[[ TASK INPUT open ]]

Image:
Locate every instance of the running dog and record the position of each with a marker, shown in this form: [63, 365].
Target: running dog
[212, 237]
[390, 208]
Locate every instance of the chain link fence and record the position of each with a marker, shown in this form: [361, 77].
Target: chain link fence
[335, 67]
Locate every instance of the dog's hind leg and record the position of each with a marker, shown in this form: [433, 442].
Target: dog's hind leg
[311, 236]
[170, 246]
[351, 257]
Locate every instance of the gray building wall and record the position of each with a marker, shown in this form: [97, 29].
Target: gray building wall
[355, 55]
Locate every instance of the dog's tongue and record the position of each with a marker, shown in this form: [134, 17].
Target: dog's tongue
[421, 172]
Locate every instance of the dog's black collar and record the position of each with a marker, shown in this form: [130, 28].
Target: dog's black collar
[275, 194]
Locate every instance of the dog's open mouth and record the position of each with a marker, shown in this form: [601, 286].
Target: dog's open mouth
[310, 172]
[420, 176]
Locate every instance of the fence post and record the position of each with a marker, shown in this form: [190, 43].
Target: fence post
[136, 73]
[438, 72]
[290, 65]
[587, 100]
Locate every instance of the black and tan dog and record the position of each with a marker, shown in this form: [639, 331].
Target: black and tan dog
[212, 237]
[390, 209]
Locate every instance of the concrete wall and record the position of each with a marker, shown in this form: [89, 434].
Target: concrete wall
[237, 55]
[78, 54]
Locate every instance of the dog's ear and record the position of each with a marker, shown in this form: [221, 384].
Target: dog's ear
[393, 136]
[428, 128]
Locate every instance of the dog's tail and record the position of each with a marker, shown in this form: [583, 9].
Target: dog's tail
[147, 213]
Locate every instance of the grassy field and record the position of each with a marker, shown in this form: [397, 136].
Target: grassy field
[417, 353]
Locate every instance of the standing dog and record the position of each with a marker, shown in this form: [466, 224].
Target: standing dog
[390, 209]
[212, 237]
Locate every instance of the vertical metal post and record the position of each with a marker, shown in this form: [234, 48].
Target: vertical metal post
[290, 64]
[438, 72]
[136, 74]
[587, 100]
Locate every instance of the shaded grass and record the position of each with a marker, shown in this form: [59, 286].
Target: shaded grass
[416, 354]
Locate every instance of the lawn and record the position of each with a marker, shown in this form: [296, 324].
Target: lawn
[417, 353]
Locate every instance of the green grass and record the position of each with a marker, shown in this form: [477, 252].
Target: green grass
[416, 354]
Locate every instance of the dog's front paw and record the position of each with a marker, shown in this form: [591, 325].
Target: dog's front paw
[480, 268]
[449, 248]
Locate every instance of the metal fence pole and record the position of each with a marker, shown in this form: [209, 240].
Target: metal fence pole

[[ TASK INPUT closed ]]
[[ TASK INPUT open ]]

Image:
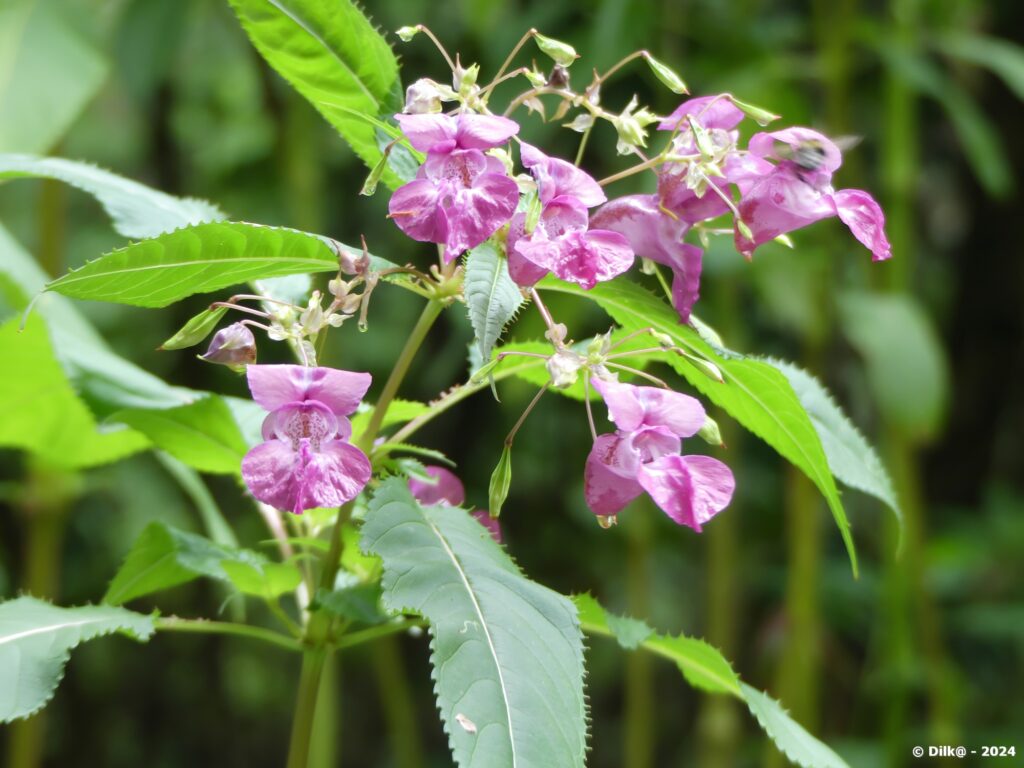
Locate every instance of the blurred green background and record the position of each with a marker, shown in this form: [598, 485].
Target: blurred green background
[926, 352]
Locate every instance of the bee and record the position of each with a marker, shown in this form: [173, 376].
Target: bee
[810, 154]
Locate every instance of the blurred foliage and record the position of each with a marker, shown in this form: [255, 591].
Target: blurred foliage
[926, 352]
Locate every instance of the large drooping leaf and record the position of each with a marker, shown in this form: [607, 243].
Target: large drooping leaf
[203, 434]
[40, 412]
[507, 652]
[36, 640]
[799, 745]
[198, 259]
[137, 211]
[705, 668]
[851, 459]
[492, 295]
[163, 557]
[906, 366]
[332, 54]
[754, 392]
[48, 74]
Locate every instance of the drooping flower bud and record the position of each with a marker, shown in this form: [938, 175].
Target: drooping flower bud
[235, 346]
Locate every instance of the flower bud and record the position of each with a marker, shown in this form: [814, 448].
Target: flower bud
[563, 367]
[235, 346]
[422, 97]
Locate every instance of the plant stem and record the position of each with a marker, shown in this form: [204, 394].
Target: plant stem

[[ TASK INPUT closed ]]

» EXERCISE: Gather from the data above every line with the string "stem".

» EXERCISE RESULT:
Locate every instance of the plant stem and record the position of each with a marker, shown in this form: [204, 394].
Target: plant stem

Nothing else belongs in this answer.